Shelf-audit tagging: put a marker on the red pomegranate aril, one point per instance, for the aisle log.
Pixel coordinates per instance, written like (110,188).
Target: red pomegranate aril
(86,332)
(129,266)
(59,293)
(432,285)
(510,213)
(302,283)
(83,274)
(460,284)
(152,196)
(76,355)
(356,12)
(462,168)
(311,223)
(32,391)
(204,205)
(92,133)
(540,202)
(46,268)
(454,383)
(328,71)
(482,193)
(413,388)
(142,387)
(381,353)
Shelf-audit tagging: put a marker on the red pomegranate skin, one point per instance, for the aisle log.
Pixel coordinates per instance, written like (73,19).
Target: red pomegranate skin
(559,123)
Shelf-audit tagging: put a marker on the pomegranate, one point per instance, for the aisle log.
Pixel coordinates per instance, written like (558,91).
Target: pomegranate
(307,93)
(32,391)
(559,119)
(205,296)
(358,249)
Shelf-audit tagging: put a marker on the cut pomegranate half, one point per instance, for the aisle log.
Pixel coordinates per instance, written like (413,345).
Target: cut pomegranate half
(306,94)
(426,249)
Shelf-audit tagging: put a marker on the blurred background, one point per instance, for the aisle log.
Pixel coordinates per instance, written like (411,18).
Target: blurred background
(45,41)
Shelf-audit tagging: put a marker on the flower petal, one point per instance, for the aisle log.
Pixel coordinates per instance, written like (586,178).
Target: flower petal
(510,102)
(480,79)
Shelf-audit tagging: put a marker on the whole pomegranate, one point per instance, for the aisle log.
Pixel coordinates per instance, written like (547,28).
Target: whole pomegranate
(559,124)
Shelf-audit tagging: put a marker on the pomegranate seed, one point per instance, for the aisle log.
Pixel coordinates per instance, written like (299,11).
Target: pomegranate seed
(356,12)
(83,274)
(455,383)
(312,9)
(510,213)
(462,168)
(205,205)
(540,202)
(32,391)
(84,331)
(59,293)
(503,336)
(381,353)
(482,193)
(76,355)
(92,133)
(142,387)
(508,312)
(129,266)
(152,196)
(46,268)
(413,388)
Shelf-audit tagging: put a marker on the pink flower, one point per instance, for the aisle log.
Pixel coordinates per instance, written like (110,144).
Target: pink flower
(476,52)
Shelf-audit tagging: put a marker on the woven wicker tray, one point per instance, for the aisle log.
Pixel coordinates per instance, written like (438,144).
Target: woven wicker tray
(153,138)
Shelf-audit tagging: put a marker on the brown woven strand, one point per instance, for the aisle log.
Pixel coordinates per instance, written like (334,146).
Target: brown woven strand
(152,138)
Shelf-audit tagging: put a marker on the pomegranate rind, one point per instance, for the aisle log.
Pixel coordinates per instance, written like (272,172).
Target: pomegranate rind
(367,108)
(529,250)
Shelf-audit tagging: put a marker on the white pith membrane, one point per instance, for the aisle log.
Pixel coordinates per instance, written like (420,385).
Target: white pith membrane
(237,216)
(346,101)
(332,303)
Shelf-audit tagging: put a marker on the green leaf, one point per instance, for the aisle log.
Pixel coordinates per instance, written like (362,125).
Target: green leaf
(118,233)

### Objective
Render these records as a two-column CSV with the header row "request" and "answer," giving one row per record, with the request text in one quoted field and its answer in the other, and line breaks within each field turned into spaces.

### Task solution
request,answer
"Shelf-audit tagging: put a marker on the red pomegranate aril, one point per instance, for the aisle log. Pixel coordinates per instance, written like (110,188). Target: red pomegranate aril","(86,332) (129,266) (59,293) (432,285) (510,213) (302,283) (83,274) (460,284) (152,196) (76,355) (356,12) (462,168) (311,223) (32,391) (204,205) (92,133) (540,202) (46,268) (454,383) (328,71) (482,193) (413,388) (142,387) (381,353)"
"Shelf-audit tagging: put a marker on the red pomegranate skin, one point per instance, for the aisle log. Pixel coordinates per instance, written like (73,19). Target: red pomegranate skin","(559,123)"
"Shelf-audit tagging: put a marker on the pomegranate, one point per instance, for the aisle log. Pixel coordinates per instance, written like (558,91). Target: pomegranate","(307,93) (32,391) (559,119) (205,296) (358,249)"
"Shelf-audit tagging: put a marker on the cut pomegranate half, one point per instance, for the aisle log. Pixel coordinates per instance, written like (413,345). Target: cut pomegranate half","(306,94) (426,249)"
"Shelf-audit tagging: put a marker on the blurred background, one point per instance, for the aisle log. Pixel coordinates per instance, written like (411,18). Target: blurred background","(45,41)"
"Shelf-audit tagging: put a marker on the flower petal, one point per instance, for the aisle log. Pixel coordinates per instance, written like (586,178). Target: flower petal","(510,102) (480,79)"
"Shelf-audit tagging: put a marker on the whole pomegranate, one point per instance, for the aisle log. Pixel coordinates per instance, written like (547,28). Target: whole pomegranate","(559,124)"
"Shelf-audit tagging: put a marker on the pomegranate seed, one point per instance, for the aisle log. Pixel coordinates per instance, written like (299,11). Target: pomegranate seed","(356,12) (83,274) (455,383) (312,9) (510,213) (462,168) (205,205) (540,202) (32,391) (84,331) (59,293) (503,336) (381,353) (482,193) (76,355) (92,133) (142,387) (508,312) (129,266) (152,196) (46,268) (413,388)"
"Shelf-audit tagging: put a marker on the pink flower, one point per instance, for the aisle log. Pixel coordinates per instance, written like (110,144). Target: pink flower","(476,52)"
"Shelf-audit tagging: put a marker on the woven wicker tray, one point per instance, for the aisle log. Pixel coordinates per instance, written like (438,144). Target: woven wicker tray","(153,138)"
"Shelf-audit tagging: put a marker on the brown woven strand, one point per instance, for the aisle log. Pixel coordinates per instance, written like (334,146). Target: brown woven strand","(152,138)"
"Shelf-audit tagging: put a marker on the pomegranate rind, one point per instance, for the aisle log. Pixel coordinates per instance, written like (272,172). Target: pomegranate rind","(367,108) (529,250)"
"Shelf-audit tagging: put a marker on the white pith membrane, one point per instance, for the aisle log. Pixel coordinates per instance, written like (420,385). Target: white pith membrane","(237,216) (346,101) (332,303)"
"Shelf-audit tagging: put a marker on the green leaf, one point per instance, for the aisle log. Pixel coordinates per instance, written like (362,125). Target: green leaf","(118,233)"